● **SUPPLIED PASSAGE**

## begin

Retirement
Most retirees reported that they retired from their job before typical ages for claiming Social Security benefits. While preferences played a role in the timing of retirement for the majority of retirees, unanticipated life events contributed to the timing of retirement for a substantial share. Many non-retired adults were struggling to save for retirement in 2019 and felt that they were not on track with their savings. While preparedness for retirement increased with age, concerns about inadequate savings were still common for those near retirement age.
Current Retirees
Retirees represent a sizeable portion of the adult population. More than one-fourth of adults in 2019 considered themselves to be retired, even though some also reported that they were still working in some capacity.44 Fifteen percent of retirees said that they had done some work for pay or profit in the prior month. Consequently, 4 percent of all adults considered themselves retired and were still working.

## end

Raw records:
## begin

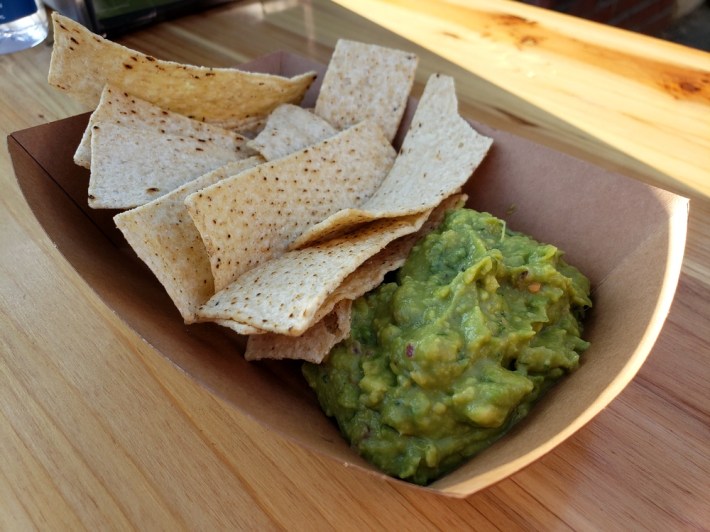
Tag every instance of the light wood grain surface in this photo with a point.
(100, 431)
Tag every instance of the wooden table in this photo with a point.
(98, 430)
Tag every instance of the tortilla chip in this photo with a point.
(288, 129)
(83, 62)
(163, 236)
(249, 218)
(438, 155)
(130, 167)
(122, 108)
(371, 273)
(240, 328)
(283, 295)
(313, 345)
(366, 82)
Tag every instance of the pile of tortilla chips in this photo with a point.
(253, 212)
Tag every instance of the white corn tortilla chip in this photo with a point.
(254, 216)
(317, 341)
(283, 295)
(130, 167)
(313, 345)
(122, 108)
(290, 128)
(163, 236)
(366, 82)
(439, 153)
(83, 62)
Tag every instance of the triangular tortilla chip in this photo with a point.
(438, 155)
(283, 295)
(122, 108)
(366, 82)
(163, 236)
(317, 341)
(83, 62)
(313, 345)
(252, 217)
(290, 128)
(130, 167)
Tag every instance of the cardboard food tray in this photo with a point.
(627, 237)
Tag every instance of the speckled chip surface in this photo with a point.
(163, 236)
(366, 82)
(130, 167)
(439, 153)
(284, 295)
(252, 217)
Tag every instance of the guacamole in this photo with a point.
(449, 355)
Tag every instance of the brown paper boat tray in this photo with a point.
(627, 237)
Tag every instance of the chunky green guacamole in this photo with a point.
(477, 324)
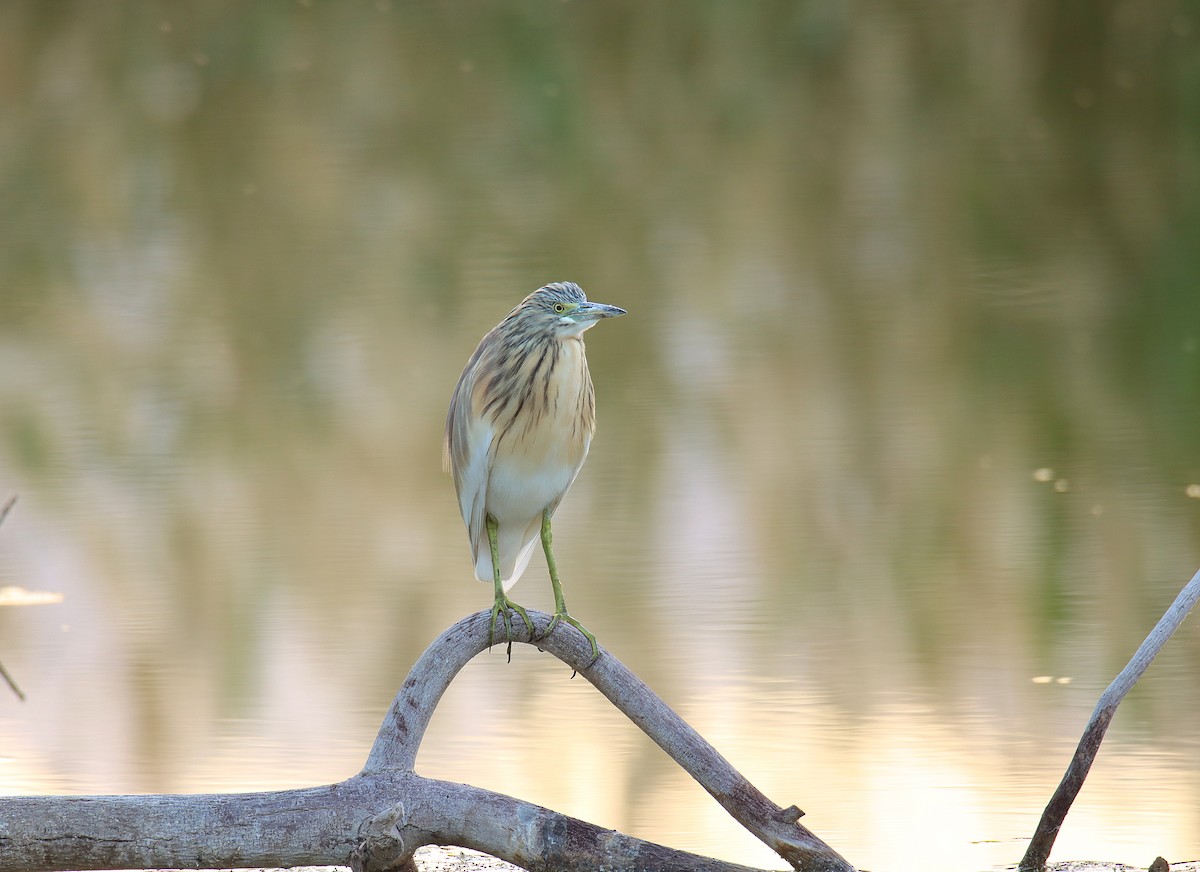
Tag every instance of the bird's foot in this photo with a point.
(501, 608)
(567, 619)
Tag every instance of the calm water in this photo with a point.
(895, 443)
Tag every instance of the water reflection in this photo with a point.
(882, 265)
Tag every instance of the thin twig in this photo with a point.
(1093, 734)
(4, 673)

## end

● **YOUR INSTRUCTIONS**
Please give the share of retirees who, according to the retirement passage, had done some work for pay or profit in the prior month. The records have no connection to the retirement passage.

● **OUTPUT FOR THIS EXERCISE**
Fifteen percent.